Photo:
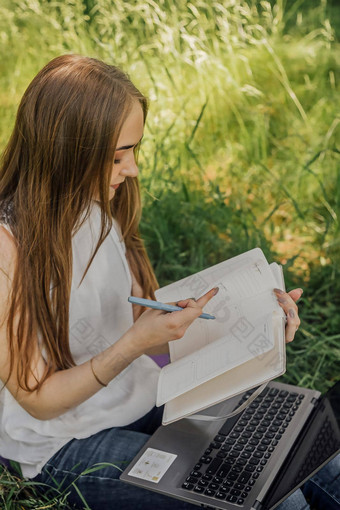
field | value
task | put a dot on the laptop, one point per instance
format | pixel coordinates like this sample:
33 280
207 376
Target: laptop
253 460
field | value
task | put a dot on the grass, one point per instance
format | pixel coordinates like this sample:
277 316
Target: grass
241 144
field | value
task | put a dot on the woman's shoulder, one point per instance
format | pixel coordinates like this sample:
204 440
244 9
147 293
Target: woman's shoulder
8 252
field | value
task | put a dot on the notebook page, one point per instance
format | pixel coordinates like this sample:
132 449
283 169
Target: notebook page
245 282
229 384
243 344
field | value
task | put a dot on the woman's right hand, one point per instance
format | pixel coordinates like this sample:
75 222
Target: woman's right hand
155 327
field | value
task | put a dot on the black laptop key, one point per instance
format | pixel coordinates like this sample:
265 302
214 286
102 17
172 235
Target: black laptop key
245 455
229 440
191 479
220 495
203 483
198 488
224 470
224 489
214 465
236 468
232 475
221 455
196 474
250 468
215 445
241 462
244 477
188 486
231 499
228 425
235 492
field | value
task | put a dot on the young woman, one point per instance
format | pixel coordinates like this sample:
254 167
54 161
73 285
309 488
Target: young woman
78 384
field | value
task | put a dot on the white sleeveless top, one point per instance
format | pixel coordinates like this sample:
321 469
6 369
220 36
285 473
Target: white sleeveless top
99 315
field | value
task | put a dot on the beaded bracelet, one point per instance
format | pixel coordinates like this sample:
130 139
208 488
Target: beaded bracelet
95 375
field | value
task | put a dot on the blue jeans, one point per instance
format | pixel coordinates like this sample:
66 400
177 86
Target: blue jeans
117 446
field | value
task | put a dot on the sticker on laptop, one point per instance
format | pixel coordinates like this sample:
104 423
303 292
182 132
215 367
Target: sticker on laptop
152 465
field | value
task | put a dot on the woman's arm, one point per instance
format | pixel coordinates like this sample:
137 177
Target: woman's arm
137 291
65 389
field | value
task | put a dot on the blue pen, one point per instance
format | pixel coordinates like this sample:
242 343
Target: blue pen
162 306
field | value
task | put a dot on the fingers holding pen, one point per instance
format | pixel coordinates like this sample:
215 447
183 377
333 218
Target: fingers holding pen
287 301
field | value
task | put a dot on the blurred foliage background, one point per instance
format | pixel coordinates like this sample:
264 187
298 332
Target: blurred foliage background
241 147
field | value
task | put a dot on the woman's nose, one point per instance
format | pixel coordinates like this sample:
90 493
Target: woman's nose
========================================
From the material above, copy everything exactly but the pictures.

Photo:
field | value
task | put a dot on the laptop, one point per instance
format | pixel coordinates like this sample:
33 280
207 376
Target: laptop
253 460
field | value
task | put a dot on the grass, one point per instance
format | pixel coordinates like this sample:
277 316
Target: grass
241 144
field | value
task | put a dot on the woman's shoulder, one point per instance
format | pixel coordinates like this sample:
204 440
244 9
147 293
Target: woman's shoulder
8 252
field | value
task | put a dot on the notebook page, one point per instance
format | pixel coordinates like this sample:
132 449
283 169
Target: notebook page
245 282
229 384
243 344
field | value
task | put a dot on the woman's right hand, one point per instance
format | pixel coordinates like this sample:
75 222
Target: woman's right hand
155 327
field | value
task | put a dot on the black laptop key, one point per instance
format | pixel coordinates like this sample:
265 302
214 286
102 17
172 235
Target: black laptop key
245 455
229 440
191 479
220 495
203 483
198 488
224 470
224 489
214 465
236 468
232 475
221 455
196 474
250 468
215 445
241 462
244 477
188 486
231 499
228 425
235 492
field | value
task | put a dot on the young woman, one point per instance
format | pixel coordinates like this sample:
254 167
54 161
73 285
309 488
Target: young woman
78 384
field | value
task | put a dot on the white sleeveless top, one point per instance
format | pixel coordinates like this sample:
321 469
6 369
220 36
285 473
Target: white sleeveless top
99 315
field | value
task | put a dot on the beaded bracelet, one point per instance
format | pixel coordinates like this sample:
130 139
208 488
Target: beaded bracelet
95 375
field | value
task | put a dot on the blue jeans, one point per instance
format | pixel coordinates like this sample:
66 400
177 86
Target: blue jeans
117 446
field | value
task | put a dot on the sticker on laptop, one point per instance
format | pixel coordinates like this sample:
104 423
303 292
182 132
215 367
Target: sticker on laptop
152 465
field | value
task | put a dot on the woman's arm, one point per instance
format | pixel coordinates like this sample:
137 177
Target: woman's arm
137 291
65 389
field | value
task | put a dot on the blue pen, one point per instance
format | pixel coordinates like this sample:
242 343
Target: blue pen
162 306
field | value
task | put a dot on the fingers holding pen, one point per instance
format | pixel coordinates like this sample:
215 447
183 377
333 218
Target: fingers holding pen
287 301
field | value
task | put a dot on the blurred foliage background, one point per instance
format | pixel coordinates like this sample:
264 187
298 332
Target: blurred foliage background
241 147
field | value
task | put a dot on the woman's nose, one point per instance
format | pixel coordinates like this sample:
90 493
Target: woman's nose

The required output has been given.